▶ [Supplied entries]
*-*-*
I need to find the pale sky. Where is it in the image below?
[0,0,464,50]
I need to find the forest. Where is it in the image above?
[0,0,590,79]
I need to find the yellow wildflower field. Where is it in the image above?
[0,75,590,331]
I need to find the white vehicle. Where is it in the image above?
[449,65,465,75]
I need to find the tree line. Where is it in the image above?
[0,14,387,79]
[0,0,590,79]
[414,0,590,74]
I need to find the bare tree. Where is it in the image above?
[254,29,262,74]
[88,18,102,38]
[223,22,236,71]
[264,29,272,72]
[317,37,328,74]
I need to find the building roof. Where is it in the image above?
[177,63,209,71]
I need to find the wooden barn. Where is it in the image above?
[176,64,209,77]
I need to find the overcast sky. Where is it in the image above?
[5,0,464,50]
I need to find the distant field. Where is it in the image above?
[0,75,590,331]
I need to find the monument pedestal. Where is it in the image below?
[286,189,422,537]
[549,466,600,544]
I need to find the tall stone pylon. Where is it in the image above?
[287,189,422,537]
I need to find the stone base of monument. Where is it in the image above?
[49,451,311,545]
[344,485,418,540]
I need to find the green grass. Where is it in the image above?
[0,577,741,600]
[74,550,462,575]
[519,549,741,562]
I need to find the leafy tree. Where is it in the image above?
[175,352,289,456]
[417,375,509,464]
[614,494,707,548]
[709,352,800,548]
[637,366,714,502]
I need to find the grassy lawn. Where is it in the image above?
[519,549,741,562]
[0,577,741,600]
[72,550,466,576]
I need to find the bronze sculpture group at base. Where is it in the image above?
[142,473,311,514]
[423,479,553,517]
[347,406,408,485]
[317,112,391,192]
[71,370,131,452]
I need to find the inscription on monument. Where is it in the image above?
*-*-*
▶ [Task details] Copy every line of the material above word for word, without changing anything.

▶ [Worked answer]
I need to find the pale sky. Where is it in the image below?
[0,0,464,50]
I need to find the forest. Where is it in the image above?
[0,0,590,79]
I need to find the yellow wildflower field. Where is it in the image above?
[0,75,590,331]
I need to find the white vehicle. Where is it in the image above?
[449,65,465,75]
I need to find the tree line. Where is it in the image above?
[0,14,387,79]
[0,0,590,79]
[414,0,590,74]
I need to find the bare tree. Where is it in the image above?
[254,29,262,74]
[88,18,102,38]
[223,22,236,71]
[264,29,272,72]
[317,37,328,74]
I need to find the building roof. Where is it in the image above?
[177,63,209,71]
I need to find the wooden barn. Where is it in the image above?
[176,64,209,77]
I need to find the overcast sky. Where is it in the image above?
[5,0,464,50]
I need to find the distant field. Where is it in the image above?
[0,75,590,331]
I need to find the monument pedestal. Where is it in the image below?
[286,189,422,537]
[549,466,600,544]
I need to find the tall stone pylon. Where is it in the image above?
[287,189,422,537]
I need to find the stone base of monument. Where is it in the image above?
[49,451,311,545]
[344,485,418,540]
I need to find the green grass. Where is it in the image above?
[0,577,741,600]
[74,550,462,575]
[519,549,741,562]
I need to find the leafy tree. Where is it in the image above?
[175,352,289,456]
[417,375,509,464]
[614,494,707,548]
[709,352,800,548]
[637,366,714,502]
I need to find the grassy lawn. Where is it in the image above?
[519,549,741,562]
[0,577,741,600]
[72,550,466,576]
I need to find the bronze sculpture group at base. Where is it in the image above?
[142,473,311,514]
[423,479,553,517]
[347,406,408,485]
[317,112,391,192]
[71,370,131,452]
I need to find the inscription on monument. Where is it in the image above?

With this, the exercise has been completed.